## YOUR GOAL
Repeat the entries. Each one must match exactly.
====== MATERIALS PROVIDED
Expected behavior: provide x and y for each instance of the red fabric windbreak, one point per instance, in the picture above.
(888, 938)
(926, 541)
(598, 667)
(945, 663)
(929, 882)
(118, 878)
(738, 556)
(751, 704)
============
## WRITTEN SOLUTION
Expected behavior: provide x and y for each instance of the red fabric windbreak, one point per instance, in the picture above.
(888, 938)
(926, 541)
(598, 667)
(945, 663)
(929, 882)
(118, 878)
(738, 556)
(751, 704)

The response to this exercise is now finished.